Problem requirements:
Return the lines of the data below in which the string "hull" occurs.

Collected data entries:
>>>>

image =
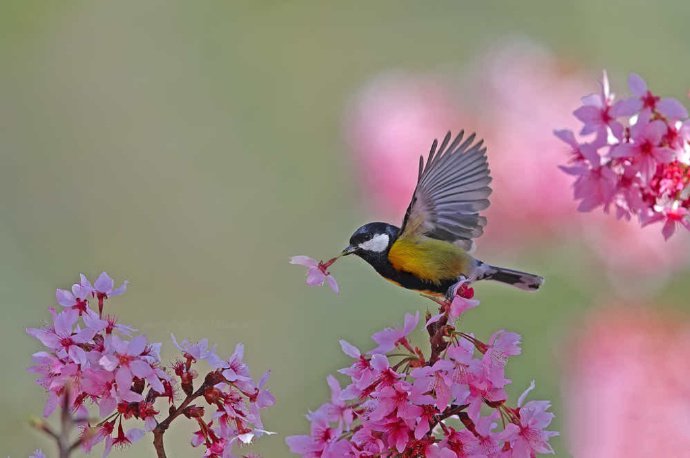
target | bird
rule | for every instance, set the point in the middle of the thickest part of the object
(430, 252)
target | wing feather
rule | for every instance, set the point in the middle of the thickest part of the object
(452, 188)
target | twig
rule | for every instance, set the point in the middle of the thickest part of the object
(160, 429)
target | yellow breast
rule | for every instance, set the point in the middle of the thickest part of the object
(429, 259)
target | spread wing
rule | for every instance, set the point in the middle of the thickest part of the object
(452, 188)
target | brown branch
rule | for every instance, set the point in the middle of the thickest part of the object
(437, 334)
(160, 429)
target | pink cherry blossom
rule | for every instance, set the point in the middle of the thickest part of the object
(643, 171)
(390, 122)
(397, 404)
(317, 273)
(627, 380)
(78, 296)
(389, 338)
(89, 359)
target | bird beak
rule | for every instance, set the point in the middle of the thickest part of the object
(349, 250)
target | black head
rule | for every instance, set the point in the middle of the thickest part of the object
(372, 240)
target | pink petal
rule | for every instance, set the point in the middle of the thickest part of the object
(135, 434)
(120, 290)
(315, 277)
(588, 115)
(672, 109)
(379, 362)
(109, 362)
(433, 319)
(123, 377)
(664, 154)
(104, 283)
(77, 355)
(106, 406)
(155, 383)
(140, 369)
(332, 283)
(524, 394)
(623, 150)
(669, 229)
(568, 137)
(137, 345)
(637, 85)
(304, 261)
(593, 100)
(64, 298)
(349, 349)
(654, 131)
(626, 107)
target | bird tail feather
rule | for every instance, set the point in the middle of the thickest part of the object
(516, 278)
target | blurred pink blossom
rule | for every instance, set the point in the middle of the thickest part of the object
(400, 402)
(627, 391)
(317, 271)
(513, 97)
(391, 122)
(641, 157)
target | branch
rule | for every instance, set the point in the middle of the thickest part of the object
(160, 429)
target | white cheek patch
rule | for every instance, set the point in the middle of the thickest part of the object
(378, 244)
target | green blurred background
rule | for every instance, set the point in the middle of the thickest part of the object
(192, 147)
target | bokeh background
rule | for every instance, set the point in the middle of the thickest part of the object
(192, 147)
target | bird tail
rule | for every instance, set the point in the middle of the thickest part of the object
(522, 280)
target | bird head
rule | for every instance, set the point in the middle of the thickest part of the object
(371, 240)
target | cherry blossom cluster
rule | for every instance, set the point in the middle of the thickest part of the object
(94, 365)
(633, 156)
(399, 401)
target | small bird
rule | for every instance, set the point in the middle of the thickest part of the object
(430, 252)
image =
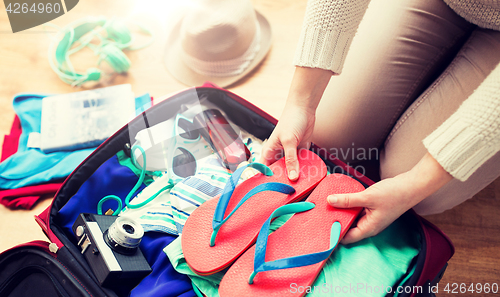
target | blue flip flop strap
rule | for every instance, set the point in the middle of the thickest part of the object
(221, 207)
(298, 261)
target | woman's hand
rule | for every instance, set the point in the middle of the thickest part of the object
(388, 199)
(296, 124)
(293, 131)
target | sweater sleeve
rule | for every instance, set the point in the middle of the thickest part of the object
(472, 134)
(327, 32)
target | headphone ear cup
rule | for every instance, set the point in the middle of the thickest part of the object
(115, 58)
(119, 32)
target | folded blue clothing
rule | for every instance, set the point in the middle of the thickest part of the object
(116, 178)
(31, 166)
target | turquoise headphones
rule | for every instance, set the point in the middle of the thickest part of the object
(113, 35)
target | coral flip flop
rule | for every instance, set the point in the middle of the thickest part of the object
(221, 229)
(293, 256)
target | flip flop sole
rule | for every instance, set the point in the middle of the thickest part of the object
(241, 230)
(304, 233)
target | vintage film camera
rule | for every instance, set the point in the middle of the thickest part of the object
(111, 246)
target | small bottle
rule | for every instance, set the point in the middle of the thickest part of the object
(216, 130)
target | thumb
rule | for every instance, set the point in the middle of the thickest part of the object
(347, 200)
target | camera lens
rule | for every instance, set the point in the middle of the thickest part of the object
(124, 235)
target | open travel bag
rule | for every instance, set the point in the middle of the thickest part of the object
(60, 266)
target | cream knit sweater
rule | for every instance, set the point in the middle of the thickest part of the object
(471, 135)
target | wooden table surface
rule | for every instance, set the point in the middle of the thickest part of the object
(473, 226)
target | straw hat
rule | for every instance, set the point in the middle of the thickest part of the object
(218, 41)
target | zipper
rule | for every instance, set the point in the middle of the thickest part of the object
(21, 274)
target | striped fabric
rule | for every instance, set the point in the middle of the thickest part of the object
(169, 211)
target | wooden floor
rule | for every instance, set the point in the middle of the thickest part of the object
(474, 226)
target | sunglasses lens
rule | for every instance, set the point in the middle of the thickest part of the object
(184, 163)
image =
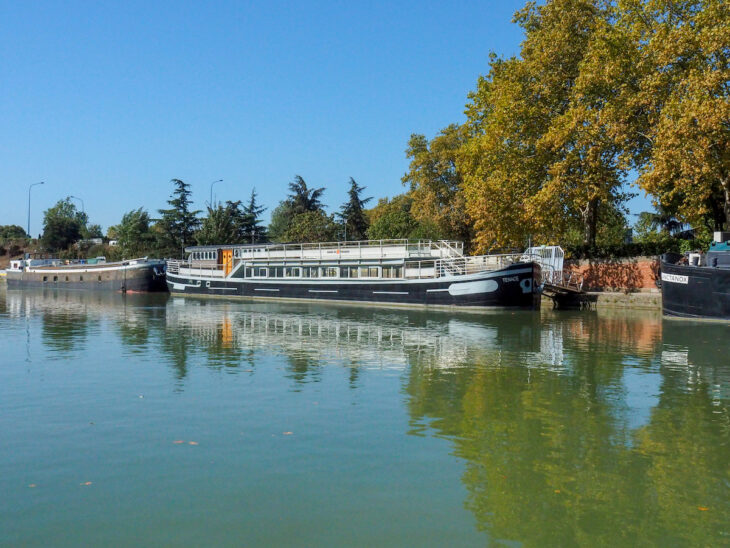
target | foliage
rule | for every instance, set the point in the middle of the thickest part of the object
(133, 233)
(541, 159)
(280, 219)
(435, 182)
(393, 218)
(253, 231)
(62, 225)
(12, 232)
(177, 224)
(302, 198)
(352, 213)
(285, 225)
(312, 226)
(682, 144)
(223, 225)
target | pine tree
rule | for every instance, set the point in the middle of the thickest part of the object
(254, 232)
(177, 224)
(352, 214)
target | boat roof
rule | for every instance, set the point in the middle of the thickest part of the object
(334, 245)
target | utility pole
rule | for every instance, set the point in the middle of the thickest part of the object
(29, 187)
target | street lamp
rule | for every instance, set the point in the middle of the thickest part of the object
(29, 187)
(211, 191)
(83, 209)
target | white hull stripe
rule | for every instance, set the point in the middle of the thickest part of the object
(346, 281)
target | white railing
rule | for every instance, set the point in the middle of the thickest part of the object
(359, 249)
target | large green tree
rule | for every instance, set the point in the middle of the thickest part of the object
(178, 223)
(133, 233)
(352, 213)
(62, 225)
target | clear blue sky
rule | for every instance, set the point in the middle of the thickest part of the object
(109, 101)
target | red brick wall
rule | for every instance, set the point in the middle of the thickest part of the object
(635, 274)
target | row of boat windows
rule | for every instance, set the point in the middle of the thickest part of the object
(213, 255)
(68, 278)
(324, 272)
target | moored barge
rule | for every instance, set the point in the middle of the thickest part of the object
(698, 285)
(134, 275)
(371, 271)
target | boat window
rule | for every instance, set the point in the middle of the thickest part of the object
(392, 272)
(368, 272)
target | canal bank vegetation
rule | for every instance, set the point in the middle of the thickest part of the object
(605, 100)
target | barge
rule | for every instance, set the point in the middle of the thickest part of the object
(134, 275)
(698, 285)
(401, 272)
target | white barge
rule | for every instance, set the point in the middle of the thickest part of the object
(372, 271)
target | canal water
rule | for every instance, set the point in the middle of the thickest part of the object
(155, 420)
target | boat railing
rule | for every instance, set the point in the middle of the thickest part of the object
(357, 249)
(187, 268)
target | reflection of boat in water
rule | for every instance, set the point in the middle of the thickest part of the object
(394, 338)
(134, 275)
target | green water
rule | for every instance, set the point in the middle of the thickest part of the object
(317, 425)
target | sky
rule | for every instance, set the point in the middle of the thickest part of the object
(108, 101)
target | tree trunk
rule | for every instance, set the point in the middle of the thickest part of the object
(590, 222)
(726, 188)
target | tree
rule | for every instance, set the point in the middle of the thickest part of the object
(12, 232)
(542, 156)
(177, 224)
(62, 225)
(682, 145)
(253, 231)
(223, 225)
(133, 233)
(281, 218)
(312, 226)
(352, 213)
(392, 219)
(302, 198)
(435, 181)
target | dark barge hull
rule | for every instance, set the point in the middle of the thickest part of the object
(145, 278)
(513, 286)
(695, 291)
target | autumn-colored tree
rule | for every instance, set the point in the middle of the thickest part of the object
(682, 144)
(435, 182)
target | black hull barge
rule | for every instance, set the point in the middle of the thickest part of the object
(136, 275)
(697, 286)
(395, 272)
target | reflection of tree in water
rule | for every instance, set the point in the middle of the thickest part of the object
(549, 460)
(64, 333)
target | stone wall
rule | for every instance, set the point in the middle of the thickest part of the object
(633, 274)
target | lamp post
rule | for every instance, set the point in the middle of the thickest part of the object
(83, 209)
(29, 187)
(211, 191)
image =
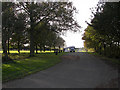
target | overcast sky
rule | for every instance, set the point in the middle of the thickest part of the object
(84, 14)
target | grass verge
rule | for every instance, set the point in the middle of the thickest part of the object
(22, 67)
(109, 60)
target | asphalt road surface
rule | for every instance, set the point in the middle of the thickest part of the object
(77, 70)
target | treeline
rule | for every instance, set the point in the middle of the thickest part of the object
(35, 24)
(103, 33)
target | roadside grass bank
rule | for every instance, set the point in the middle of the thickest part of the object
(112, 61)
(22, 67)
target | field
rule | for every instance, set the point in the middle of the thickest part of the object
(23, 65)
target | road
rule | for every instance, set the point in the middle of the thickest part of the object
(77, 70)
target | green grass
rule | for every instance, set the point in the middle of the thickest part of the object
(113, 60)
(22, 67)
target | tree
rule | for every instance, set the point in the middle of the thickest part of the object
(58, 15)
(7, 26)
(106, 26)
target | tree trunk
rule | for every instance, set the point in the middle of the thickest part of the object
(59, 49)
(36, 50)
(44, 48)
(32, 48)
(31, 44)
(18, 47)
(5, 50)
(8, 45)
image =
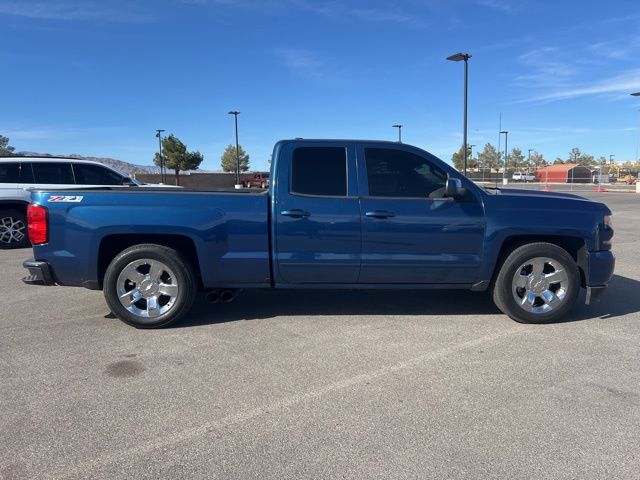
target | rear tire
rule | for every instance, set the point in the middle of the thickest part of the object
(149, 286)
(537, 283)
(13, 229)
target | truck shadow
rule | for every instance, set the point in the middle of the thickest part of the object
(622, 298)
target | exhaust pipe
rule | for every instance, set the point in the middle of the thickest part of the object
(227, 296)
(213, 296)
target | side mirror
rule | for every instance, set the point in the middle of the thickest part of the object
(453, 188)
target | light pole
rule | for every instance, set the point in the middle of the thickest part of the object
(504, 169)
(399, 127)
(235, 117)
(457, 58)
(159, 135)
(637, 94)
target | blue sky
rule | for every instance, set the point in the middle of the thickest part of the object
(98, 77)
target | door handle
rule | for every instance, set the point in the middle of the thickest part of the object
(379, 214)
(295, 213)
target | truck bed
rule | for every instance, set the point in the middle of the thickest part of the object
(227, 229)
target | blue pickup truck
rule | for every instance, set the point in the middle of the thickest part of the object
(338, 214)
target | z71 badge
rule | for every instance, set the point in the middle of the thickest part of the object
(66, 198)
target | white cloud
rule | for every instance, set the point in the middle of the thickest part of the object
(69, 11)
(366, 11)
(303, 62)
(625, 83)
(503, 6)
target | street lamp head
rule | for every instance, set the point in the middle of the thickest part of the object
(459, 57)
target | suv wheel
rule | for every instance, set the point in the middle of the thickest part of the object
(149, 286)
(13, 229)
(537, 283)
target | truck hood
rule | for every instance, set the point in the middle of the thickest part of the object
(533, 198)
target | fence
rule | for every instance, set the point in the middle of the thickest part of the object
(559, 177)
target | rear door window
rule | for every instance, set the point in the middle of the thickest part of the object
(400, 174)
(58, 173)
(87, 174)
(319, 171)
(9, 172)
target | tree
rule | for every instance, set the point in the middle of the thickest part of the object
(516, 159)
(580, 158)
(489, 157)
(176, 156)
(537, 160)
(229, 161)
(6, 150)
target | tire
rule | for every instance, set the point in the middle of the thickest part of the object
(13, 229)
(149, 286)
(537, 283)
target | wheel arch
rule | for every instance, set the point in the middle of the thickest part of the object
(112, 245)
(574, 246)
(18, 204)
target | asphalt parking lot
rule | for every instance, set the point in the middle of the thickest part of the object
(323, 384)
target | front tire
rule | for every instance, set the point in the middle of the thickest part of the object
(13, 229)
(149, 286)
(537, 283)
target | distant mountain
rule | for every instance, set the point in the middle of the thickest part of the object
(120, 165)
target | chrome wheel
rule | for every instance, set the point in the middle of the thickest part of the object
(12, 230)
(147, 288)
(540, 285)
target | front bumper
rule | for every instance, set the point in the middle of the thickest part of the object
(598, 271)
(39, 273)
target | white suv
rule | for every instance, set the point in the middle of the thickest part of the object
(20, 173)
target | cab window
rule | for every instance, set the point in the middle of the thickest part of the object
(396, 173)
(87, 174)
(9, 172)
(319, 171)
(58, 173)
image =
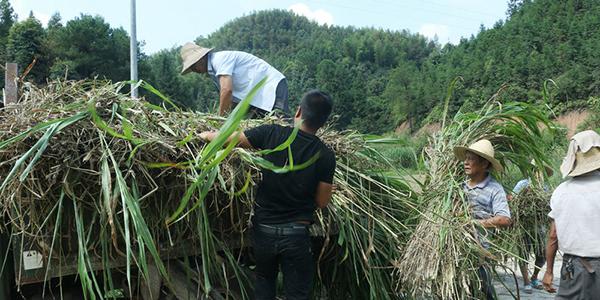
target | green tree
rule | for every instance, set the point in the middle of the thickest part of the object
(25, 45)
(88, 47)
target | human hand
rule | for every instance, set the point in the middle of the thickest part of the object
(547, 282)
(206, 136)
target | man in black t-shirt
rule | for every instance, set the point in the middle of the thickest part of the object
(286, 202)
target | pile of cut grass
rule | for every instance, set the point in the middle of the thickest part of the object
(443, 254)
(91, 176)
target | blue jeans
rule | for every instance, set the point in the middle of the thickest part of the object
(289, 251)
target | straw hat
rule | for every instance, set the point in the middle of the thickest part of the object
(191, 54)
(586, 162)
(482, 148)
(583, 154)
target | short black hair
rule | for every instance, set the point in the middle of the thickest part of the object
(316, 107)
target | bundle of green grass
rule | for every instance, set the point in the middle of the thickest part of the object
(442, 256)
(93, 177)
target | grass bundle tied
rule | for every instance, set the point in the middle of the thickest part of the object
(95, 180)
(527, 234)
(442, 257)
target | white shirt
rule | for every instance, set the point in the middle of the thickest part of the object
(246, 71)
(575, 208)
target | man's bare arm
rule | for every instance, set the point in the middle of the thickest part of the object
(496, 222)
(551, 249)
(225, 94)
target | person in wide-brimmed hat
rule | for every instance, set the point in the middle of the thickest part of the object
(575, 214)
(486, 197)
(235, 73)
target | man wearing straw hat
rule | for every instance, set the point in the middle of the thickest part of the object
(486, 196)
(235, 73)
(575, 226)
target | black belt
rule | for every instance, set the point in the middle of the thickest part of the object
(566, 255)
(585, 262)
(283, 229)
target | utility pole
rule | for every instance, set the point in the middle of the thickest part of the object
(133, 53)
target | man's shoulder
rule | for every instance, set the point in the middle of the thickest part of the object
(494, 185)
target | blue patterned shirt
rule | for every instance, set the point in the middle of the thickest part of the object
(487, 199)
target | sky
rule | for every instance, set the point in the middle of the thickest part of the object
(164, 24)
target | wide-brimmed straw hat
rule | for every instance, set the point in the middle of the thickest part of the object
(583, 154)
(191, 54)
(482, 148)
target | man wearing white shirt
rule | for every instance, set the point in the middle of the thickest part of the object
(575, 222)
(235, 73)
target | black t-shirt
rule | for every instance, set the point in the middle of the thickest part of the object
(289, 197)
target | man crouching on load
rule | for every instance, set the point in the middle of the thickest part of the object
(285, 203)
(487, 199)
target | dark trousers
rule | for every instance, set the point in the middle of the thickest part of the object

<<<<

Answer box:
target | white hull stripe
target | dark barge hull
target | black hull barge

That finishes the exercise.